Please answer these from the article below about the sisters' farewell to Trochu:
(a) In what year was Harry Lloyd a single father raising two young children?
(b) How many years did Lloyd spend maintaining the convent?
(c) How old is Lloyd?

_TEXT SHOWN_
[Start of section]

Last Updated: Friday - 09/24/2010
Week of July 19, 1999
Sisters' farewell to Trochu
Local residents have fond memories of their 90 years of service
By ANH HOANG
WCR Staff Writer
Convents are just for Catholics. Or so Harry Lloyd thought until the Sisters of Charity of Notre Dame d'Evron opened theirs to him.
In 1953, when Lloyd was a single father raising two young children, the convent was the closest thing he had to a miracle.
"One night I got down on my knees and started praying," said Lloyd whose children were five and seven at the time.
"Lo and behold the next day a lady asked me what I was going to do with my children. She said 'Why don't you take them to the sisters, they will take care of them.' I thought convents were just for Catholics, but I brought them there and the sisters took them in."
Lloyd's children stayed at the convent during the week and spent the weekends at home with him. Two years passed and a maintenance job at the convent opened up. Lloyd applied and spent the next 17 years maintaining the facility.
"They were really good to my kids," said Lloyd, 83. "They were really good to me. I don't know what I would have done without them."

[End of section]

_LISTED ENTRIES_
[Start of section]

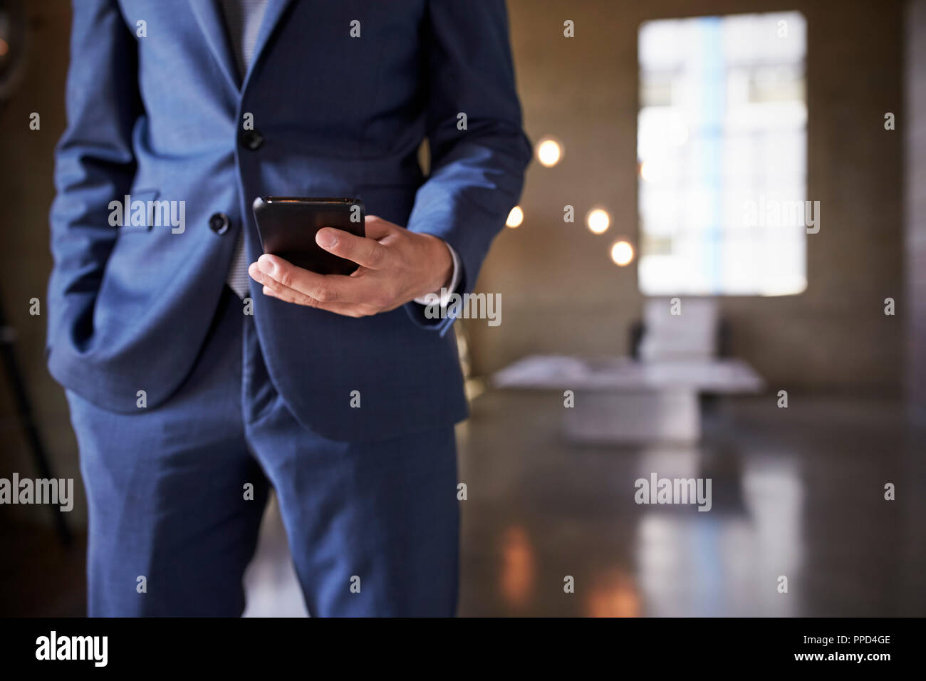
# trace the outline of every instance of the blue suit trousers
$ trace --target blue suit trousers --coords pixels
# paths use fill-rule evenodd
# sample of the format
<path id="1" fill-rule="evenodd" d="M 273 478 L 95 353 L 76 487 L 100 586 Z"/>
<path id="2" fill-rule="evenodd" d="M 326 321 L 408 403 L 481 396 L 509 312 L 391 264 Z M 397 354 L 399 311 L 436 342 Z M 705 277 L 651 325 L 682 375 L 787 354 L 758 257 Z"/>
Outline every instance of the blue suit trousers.
<path id="1" fill-rule="evenodd" d="M 90 615 L 240 615 L 270 486 L 311 615 L 455 613 L 453 427 L 367 442 L 307 430 L 230 289 L 163 404 L 116 413 L 67 394 L 89 504 Z"/>

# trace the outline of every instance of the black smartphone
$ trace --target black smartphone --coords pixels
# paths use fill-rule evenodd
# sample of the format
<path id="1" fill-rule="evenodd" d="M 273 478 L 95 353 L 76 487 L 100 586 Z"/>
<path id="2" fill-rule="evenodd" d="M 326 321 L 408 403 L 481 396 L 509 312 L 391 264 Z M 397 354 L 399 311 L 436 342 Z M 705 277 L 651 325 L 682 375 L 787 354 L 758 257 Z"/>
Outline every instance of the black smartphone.
<path id="1" fill-rule="evenodd" d="M 335 227 L 364 236 L 364 205 L 358 198 L 258 196 L 254 218 L 264 253 L 319 274 L 350 274 L 357 268 L 316 244 L 315 234 L 322 227 Z"/>

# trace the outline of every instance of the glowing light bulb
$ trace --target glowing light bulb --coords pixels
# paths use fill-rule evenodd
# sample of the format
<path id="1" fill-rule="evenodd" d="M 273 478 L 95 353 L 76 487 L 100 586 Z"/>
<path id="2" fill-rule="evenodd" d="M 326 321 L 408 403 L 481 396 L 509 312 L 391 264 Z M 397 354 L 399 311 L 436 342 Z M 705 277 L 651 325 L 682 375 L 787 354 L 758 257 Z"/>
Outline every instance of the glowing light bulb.
<path id="1" fill-rule="evenodd" d="M 511 208 L 511 212 L 508 213 L 508 219 L 505 221 L 505 224 L 514 229 L 515 227 L 519 227 L 523 221 L 524 211 L 520 209 L 520 206 L 515 206 Z"/>
<path id="2" fill-rule="evenodd" d="M 563 158 L 563 145 L 552 137 L 544 137 L 537 144 L 537 160 L 544 168 L 553 168 Z"/>
<path id="3" fill-rule="evenodd" d="M 594 208 L 585 217 L 585 223 L 593 234 L 603 234 L 611 225 L 611 216 L 604 208 Z"/>
<path id="4" fill-rule="evenodd" d="M 611 259 L 619 267 L 633 261 L 633 246 L 626 241 L 619 241 L 611 246 Z"/>

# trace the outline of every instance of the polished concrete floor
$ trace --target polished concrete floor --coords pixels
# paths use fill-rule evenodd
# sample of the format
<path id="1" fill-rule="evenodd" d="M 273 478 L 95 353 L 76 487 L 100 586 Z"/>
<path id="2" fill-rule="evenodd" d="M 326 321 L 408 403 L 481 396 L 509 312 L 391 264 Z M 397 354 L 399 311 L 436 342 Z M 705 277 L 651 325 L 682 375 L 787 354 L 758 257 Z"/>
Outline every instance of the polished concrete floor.
<path id="1" fill-rule="evenodd" d="M 926 448 L 895 403 L 720 401 L 699 445 L 643 448 L 574 447 L 562 410 L 489 393 L 459 428 L 461 615 L 926 614 Z M 711 511 L 637 505 L 653 473 L 711 478 Z M 248 614 L 304 614 L 265 525 Z"/>
<path id="2" fill-rule="evenodd" d="M 561 400 L 490 392 L 459 427 L 461 615 L 926 615 L 926 445 L 896 403 L 723 400 L 697 446 L 624 448 L 565 441 Z M 637 505 L 654 473 L 710 478 L 711 511 Z M 5 538 L 31 559 L 0 610 L 80 614 L 82 547 L 43 536 Z M 246 586 L 249 616 L 306 614 L 273 505 Z"/>

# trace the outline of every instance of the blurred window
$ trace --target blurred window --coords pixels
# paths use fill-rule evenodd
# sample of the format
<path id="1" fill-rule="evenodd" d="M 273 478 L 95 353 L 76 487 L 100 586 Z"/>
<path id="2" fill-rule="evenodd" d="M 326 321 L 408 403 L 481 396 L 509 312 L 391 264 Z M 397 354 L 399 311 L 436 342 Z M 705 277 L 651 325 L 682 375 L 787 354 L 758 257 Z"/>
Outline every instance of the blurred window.
<path id="1" fill-rule="evenodd" d="M 807 287 L 807 22 L 798 12 L 640 28 L 640 290 Z M 819 204 L 817 204 L 819 206 Z"/>

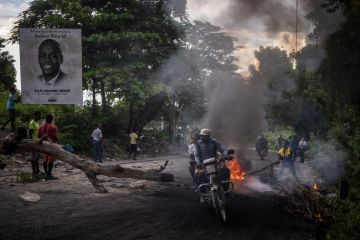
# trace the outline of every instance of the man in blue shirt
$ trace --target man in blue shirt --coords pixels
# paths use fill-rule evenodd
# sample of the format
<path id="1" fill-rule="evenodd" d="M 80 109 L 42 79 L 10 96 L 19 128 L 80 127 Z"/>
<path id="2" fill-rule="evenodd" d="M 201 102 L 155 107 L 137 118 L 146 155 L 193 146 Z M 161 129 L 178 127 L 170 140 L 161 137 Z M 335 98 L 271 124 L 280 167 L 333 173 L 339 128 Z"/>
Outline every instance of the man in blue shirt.
<path id="1" fill-rule="evenodd" d="M 14 87 L 10 88 L 10 93 L 9 93 L 7 103 L 6 103 L 6 109 L 9 114 L 9 119 L 3 124 L 3 126 L 1 127 L 1 130 L 4 130 L 5 126 L 9 122 L 11 122 L 11 129 L 13 131 L 15 130 L 15 103 L 18 102 L 18 100 L 15 100 L 15 94 L 16 94 L 15 88 Z"/>

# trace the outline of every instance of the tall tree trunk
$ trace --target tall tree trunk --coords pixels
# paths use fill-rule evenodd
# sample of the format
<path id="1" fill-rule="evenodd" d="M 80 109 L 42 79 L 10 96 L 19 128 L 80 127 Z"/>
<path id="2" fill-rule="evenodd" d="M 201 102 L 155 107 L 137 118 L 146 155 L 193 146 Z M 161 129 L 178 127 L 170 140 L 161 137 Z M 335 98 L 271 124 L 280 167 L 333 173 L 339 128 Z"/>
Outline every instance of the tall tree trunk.
<path id="1" fill-rule="evenodd" d="M 130 133 L 133 128 L 134 122 L 134 105 L 133 102 L 129 101 L 129 124 L 128 124 L 128 132 Z"/>
<path id="2" fill-rule="evenodd" d="M 95 116 L 97 114 L 96 111 L 96 79 L 93 78 L 93 84 L 92 84 L 92 97 L 93 97 L 93 101 L 92 101 L 92 114 Z"/>
<path id="3" fill-rule="evenodd" d="M 42 142 L 41 144 L 32 139 L 24 139 L 21 142 L 17 143 L 14 133 L 0 138 L 0 153 L 8 151 L 36 151 L 49 154 L 56 159 L 59 159 L 72 165 L 73 167 L 82 170 L 98 192 L 107 191 L 100 184 L 99 180 L 96 178 L 96 175 L 119 178 L 145 179 L 161 182 L 174 181 L 174 176 L 172 174 L 162 173 L 162 171 L 166 168 L 168 161 L 166 161 L 164 165 L 161 165 L 158 169 L 152 169 L 149 171 L 126 168 L 118 164 L 99 164 L 94 161 L 81 158 L 75 154 L 69 153 L 57 144 L 48 142 Z"/>
<path id="4" fill-rule="evenodd" d="M 105 96 L 105 82 L 104 79 L 100 80 L 100 94 L 101 94 L 101 106 L 102 106 L 102 112 L 106 113 L 106 96 Z"/>

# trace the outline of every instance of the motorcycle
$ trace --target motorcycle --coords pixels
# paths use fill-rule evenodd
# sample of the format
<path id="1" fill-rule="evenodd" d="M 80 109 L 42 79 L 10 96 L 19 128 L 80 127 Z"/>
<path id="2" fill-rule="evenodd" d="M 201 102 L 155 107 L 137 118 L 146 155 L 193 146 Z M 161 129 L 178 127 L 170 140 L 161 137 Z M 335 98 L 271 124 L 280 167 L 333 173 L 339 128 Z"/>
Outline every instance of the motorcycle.
<path id="1" fill-rule="evenodd" d="M 256 148 L 256 152 L 259 155 L 259 157 L 261 158 L 261 160 L 264 160 L 264 157 L 266 157 L 266 155 L 267 155 L 267 147 Z"/>
<path id="2" fill-rule="evenodd" d="M 234 150 L 228 150 L 228 154 L 233 154 Z M 220 224 L 227 222 L 226 197 L 234 190 L 234 183 L 230 180 L 222 180 L 220 170 L 225 164 L 225 160 L 232 160 L 233 157 L 223 157 L 220 159 L 209 158 L 204 160 L 198 167 L 199 171 L 205 171 L 207 181 L 198 186 L 200 202 L 207 202 L 215 209 L 217 219 Z"/>

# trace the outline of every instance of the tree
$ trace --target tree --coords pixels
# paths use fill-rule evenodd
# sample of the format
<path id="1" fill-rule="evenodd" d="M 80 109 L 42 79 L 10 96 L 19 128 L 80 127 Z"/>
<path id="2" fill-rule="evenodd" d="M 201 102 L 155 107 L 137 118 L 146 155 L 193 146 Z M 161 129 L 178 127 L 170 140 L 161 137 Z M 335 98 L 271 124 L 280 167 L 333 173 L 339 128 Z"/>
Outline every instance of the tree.
<path id="1" fill-rule="evenodd" d="M 5 39 L 0 38 L 0 89 L 9 89 L 14 86 L 16 70 L 14 67 L 14 58 L 8 51 L 4 51 Z"/>

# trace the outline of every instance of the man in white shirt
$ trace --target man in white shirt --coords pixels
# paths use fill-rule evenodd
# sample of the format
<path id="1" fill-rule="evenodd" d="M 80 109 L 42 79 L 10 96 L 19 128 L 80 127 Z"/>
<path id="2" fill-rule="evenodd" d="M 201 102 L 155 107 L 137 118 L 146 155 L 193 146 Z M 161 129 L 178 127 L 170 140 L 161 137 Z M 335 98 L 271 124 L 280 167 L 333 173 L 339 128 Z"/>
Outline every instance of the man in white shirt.
<path id="1" fill-rule="evenodd" d="M 94 149 L 94 160 L 95 162 L 102 162 L 102 145 L 101 141 L 103 138 L 101 131 L 101 124 L 98 125 L 96 129 L 93 130 L 91 134 L 93 149 Z"/>
<path id="2" fill-rule="evenodd" d="M 299 145 L 298 145 L 298 148 L 300 150 L 300 162 L 302 162 L 302 163 L 304 163 L 304 160 L 305 160 L 306 147 L 307 147 L 307 143 L 306 143 L 305 139 L 302 137 L 299 142 Z"/>

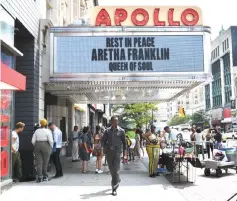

[End of section]

_EXERCISE RESULT_
(a) 1953
(b) 17 years
(c) 83